### Task statement
Restate all of the entries exactly. Any picture in them should be skipped.

### Dataset excerpts
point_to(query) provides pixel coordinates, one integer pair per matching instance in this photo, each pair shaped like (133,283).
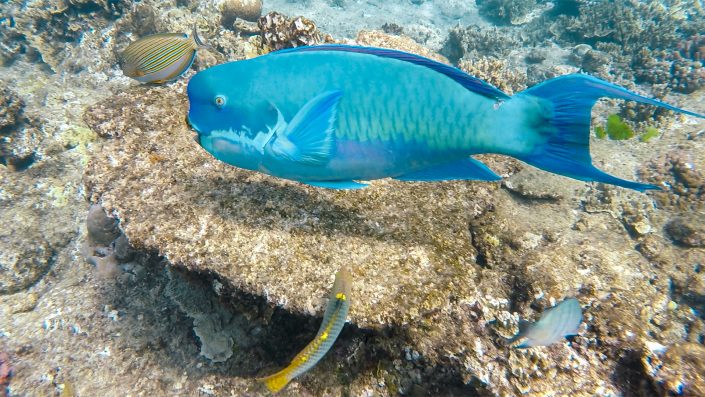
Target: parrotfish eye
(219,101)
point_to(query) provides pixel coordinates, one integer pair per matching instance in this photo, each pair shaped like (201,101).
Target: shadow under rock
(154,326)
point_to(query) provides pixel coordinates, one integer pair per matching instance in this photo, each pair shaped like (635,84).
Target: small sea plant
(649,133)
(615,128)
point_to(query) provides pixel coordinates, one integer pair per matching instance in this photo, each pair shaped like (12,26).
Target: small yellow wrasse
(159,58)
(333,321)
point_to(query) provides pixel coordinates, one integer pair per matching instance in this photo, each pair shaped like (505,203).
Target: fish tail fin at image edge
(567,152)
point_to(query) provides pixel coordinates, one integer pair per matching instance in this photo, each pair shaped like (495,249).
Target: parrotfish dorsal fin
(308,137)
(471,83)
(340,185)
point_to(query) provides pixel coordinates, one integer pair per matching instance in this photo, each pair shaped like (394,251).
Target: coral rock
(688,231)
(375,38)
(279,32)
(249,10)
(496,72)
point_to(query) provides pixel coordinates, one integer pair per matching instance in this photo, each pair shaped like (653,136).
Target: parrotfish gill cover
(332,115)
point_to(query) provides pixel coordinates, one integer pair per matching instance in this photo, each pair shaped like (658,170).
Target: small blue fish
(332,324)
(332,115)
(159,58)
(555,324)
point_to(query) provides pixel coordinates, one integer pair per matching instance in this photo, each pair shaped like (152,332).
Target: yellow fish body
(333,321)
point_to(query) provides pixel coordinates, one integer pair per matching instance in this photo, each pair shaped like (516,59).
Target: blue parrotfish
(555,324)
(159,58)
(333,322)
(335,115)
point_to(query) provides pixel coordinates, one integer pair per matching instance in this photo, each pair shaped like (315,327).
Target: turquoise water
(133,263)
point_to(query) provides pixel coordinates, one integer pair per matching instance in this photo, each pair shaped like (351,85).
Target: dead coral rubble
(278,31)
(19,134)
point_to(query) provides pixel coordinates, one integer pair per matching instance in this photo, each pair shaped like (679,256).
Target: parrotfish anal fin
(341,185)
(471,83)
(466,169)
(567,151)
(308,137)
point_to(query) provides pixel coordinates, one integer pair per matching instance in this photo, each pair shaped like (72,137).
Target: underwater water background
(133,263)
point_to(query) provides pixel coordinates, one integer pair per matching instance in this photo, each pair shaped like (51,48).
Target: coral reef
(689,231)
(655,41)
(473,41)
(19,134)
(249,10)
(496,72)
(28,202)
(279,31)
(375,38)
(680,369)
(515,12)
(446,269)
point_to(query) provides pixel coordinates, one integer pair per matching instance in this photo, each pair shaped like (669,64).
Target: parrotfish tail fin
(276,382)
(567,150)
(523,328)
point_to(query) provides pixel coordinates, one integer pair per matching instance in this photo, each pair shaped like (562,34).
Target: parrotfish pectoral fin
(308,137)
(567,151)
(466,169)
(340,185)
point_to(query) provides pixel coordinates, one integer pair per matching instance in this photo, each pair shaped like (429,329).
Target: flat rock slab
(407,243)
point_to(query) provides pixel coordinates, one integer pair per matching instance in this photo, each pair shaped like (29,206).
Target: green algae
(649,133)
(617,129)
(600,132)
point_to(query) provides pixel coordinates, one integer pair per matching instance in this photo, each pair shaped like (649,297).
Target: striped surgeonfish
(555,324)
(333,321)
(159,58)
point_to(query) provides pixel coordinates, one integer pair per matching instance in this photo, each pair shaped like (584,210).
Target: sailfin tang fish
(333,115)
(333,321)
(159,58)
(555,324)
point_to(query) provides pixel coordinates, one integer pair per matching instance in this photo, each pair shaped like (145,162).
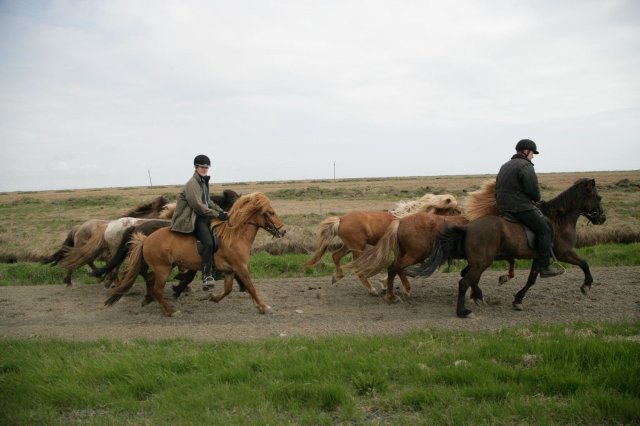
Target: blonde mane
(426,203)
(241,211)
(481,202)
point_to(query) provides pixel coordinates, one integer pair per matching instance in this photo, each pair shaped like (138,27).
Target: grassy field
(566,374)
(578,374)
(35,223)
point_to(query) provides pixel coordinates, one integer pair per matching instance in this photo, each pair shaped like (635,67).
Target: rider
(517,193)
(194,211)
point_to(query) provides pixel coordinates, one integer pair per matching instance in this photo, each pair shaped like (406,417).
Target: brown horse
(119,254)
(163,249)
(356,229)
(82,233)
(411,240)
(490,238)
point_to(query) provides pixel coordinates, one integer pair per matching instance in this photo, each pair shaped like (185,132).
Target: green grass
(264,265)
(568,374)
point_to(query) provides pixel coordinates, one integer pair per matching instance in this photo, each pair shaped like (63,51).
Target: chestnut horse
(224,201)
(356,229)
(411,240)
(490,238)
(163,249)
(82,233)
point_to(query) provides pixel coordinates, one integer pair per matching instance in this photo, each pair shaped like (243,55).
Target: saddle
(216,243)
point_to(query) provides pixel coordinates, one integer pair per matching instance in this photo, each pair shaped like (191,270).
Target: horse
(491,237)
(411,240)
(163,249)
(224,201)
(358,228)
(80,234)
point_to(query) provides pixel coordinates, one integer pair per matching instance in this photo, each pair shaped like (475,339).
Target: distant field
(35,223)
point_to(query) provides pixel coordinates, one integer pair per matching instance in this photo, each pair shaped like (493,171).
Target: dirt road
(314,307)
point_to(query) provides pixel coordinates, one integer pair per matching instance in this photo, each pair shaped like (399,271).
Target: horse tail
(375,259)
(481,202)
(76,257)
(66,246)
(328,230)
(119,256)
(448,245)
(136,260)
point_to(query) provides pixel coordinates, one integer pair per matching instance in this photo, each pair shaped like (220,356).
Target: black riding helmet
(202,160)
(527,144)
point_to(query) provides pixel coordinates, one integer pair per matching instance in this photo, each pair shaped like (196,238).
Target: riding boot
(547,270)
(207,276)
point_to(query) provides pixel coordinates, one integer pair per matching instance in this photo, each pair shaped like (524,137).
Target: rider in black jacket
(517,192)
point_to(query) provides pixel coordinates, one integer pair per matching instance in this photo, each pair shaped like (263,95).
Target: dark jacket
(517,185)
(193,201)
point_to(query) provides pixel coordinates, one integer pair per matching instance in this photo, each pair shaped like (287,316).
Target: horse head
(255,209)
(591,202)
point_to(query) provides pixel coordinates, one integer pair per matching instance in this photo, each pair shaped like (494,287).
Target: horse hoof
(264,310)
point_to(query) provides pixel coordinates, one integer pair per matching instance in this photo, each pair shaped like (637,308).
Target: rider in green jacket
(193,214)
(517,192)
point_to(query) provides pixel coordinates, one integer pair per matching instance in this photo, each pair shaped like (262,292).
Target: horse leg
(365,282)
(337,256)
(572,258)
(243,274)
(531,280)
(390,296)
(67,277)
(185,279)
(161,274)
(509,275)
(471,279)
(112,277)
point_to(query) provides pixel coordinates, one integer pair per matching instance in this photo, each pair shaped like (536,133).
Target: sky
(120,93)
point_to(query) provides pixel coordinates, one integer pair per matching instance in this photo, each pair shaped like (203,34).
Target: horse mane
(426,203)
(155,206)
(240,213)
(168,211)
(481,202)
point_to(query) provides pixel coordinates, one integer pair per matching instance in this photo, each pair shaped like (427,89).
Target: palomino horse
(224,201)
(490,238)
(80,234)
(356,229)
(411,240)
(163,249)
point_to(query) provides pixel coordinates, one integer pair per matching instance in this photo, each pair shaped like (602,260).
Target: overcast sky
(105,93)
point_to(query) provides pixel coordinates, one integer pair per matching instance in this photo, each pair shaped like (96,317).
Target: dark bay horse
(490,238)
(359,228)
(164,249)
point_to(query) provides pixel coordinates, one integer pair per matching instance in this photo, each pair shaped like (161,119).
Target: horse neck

### Written solution
point_to(query) provides pixel coordinates, one integer pair per matching instance in this photo, each pair shaped like (133,283).
Target: parrotfish eye
(219,101)
point_to(query) provides pixel coordinates, one integer pair per matching instance in this photo, each pair shaped like (201,101).
Target: shadow under rock
(154,326)
point_to(query) provides pixel coordinates, one integer pair per matching instance in this photo, each pair shaped like (635,84).
Target: small sea plant
(649,133)
(615,128)
point_to(query) provides pixel coordinates, one integer pair per matching instance in this photo, each pair shaped like (12,26).
Target: small yellow wrasse
(159,58)
(333,321)
point_to(query) provides pixel coordinates, one integer pair per matching instance in this photo, each pair shaped like (505,203).
Target: fish tail fin at image edge
(567,152)
point_to(query) provides pixel coordinates, one integer pair per matching instance in this photo, each pair shaped like (495,249).
Target: parrotfish dorsal fin
(308,137)
(471,83)
(340,185)
point_to(query) provides pixel coordinates, one integer pair per matching instance in this photo, each pair shaped like (394,251).
Target: coral rock
(688,231)
(375,38)
(279,32)
(249,10)
(496,72)
point_to(query) provides pixel coordinates, one integer pair per matching instance in this photo, each pair shaped like (653,136).
Target: parrotfish gill cover
(332,115)
point_to(query) provides pixel coordinates, one integer pair per matching instance in this photo, each pair shaped like (658,170).
Target: small blue fish
(332,324)
(332,115)
(159,58)
(555,324)
point_to(query) provides pixel coordinates, one integer pair per matching instance in this photo, each pair shaped like (152,332).
Target: yellow fish body
(333,321)
point_to(query) provides pixel coordinates, one integer pair per matching instance in this photo, each pair shaped like (516,59).
Target: blue parrotfish
(555,324)
(159,58)
(333,322)
(335,115)
point_to(query) provides pixel coordinates, one integer pair per matching instance in this photo, each pair shaped like (315,327).
Target: turquoise water
(133,263)
point_to(query) provides pixel coordinates, one integer pair per matching instance in this photo, each pair shaped like (351,85).
Target: dead coral rubble
(278,31)
(19,134)
point_to(query) provides pixel coordinates, one integer pair per matching instance in this photo, each pair shaped like (679,256).
Target: parrotfish anal fin
(341,185)
(471,83)
(466,169)
(567,151)
(308,137)
point_to(query) provides pixel coordinates, one integer pair per matching instance in this photo, each pair shaped like (72,137).
Target: underwater water background
(133,263)
point_to(query) provides pixel coordinates, one integer pair per matching instance in this photo, each pair shaped like (51,48).
Target: coral reef
(689,231)
(655,41)
(473,41)
(19,134)
(249,10)
(496,72)
(28,202)
(279,31)
(375,38)
(680,369)
(515,12)
(446,269)
point_to(query) provides pixel coordinates, one integer pair per matching instance in this photo, each pair shaped like (669,64).
Target: parrotfish tail fin
(276,382)
(567,150)
(523,328)
point_to(query) provides pixel coordinates, one integer pair per matching instance in this photo, each pair shaped like (562,34).
Target: parrotfish pectoral fin
(308,137)
(567,151)
(466,169)
(340,185)
point_to(query) provides pixel coordinates, one integer pair per matching instance in this photo, each pair shaped like (429,329).
Target: flat rock slab
(407,243)
point_to(query) provides pixel coordinates, one integer pair per matching instance in this photo, each pair shaped like (29,206).
Target: green algae
(649,133)
(617,129)
(600,132)
point_to(query) provides pixel coordinates, one integer pair per matching instance in this photo, each pair shaped like (649,297).
Target: striped surgeonfish
(555,324)
(333,321)
(159,58)
point_to(query) provides pixel coordinates, one integer pair per matching instance in this photo, each pair shaped like (584,210).
Target: sailfin tang fish
(333,115)
(333,321)
(159,58)
(555,324)
point_to(query) provides pixel coordinates, one integer pair per matching instance in this photo, each pair shaped like (145,162).
Target: blonde mane
(426,203)
(241,211)
(481,202)
point_to(query) provides pixel coordinates, one integer pair per matching instance in this photo, each pair shaped like (138,27).
Target: grassy field
(566,374)
(578,374)
(35,223)
point_to(query) provides pixel coordinates, one integer pair per matching instance in this photo, each pair shaped like (635,67).
Target: rider
(517,193)
(194,211)
point_to(query) provides pixel coordinates, one integer pair per matching instance in this photo, each pair shaped like (406,417).
Target: brown horse
(119,254)
(163,249)
(356,229)
(82,233)
(411,240)
(490,238)
point_to(query) provides pixel coordinates, one integer pair per matching instance in this photo, each pair shaped like (185,132).
Target: green grass
(264,265)
(568,374)
point_to(query) provides pixel coordinates, one integer pair per matching instance in this photo, each pair shaped like (63,51).
Target: chestnut horse
(224,201)
(356,229)
(411,240)
(490,238)
(163,249)
(82,233)
point_to(query) provides pixel coordinates, one integer pair per matching instance in this photo, each pair shaped like (243,55).
Target: saddle
(216,243)
point_to(query) provides pixel coordinates, one integer pair per matching instance in this photo, each pair shaped like (191,270).
Target: horse
(491,237)
(411,240)
(163,249)
(224,201)
(358,228)
(80,234)
point_to(query) provides pixel coordinates, one integer pair per matching instance in this photo, each pair shaped like (475,339).
Target: distant field
(35,223)
point_to(query) provides pixel coordinates, one integer pair per matching instance in this photo, each pair shaped like (493,171).
Target: dirt road
(314,307)
point_to(query) provides pixel coordinates, one integer pair per matching instance in this photo, each pair shaped like (399,271).
Target: horse tail
(375,259)
(481,202)
(76,257)
(66,246)
(328,230)
(119,256)
(448,245)
(136,260)
point_to(query) provides pixel coordinates, one integer pair per matching instance in this photo, each pair shaped like (220,356).
Target: black riding helmet
(202,160)
(527,144)
point_to(query) provides pixel coordinates, one integer pair per matching instance in this photo, each pair shaped like (196,238).
Target: riding boot
(547,270)
(207,276)
point_to(query) provides pixel coordinates, one integer pair per matching instance in this photo, each pair shaped like (524,137).
Target: rider in black jacket
(517,192)
point_to(query) provides pixel coordinates, one integer pair per matching instance in this photo, each pair shaped like (263,95).
Target: dark jacket
(517,185)
(193,201)
point_to(query) provides pixel coordinates, one integer pair per matching instance in this photo, each pair shaped like (287,316).
Target: horse head
(255,209)
(591,202)
point_to(query) provides pixel coordinates, one integer pair per matching instance in this photo, each pair shaped like (494,287).
Target: horse hoof
(264,310)
point_to(query) provides pixel coordinates, one integer pair per matching instance in this photo, each pair shaped like (637,308).
Target: rider in green jacket
(193,214)
(517,192)
point_to(query) provides pixel coordinates, one integer pair per matching instance in this photo, each pair shaped like (262,292).
Target: horse leg
(365,282)
(337,256)
(572,258)
(243,274)
(531,280)
(390,296)
(67,277)
(185,279)
(161,274)
(509,275)
(471,279)
(112,277)
point_to(query) provides pixel coordinates, one integer pair per matching instance in this photo, each pair shaped like (536,133).
Target: sky
(120,93)
point_to(query) provides pixel coordinates, one integer pair per matching instance in this photo, each pair shaped like (203,34).
Target: horse mane
(426,203)
(155,206)
(240,213)
(168,211)
(481,202)
point_to(query) provides pixel coordinates, one integer pair per matching instance in this photo, each pair shaped like (427,89).
Target: palomino horse
(224,201)
(490,238)
(80,234)
(356,229)
(411,240)
(163,249)
point_to(query) provides pixel coordinates, one integer pair per matching instance in this photo, each pair shaped like (602,260).
Target: overcast sky
(105,93)
point_to(query) provides pixel coordinates, one integer pair per matching instance in this photo, each pair shaped like (96,317).
Target: dark bay horse
(490,238)
(359,228)
(164,249)
point_to(query) provides pixel coordinates, one integer pair per matching instance in this photo, each pair shaped like (161,119).
Target: horse neck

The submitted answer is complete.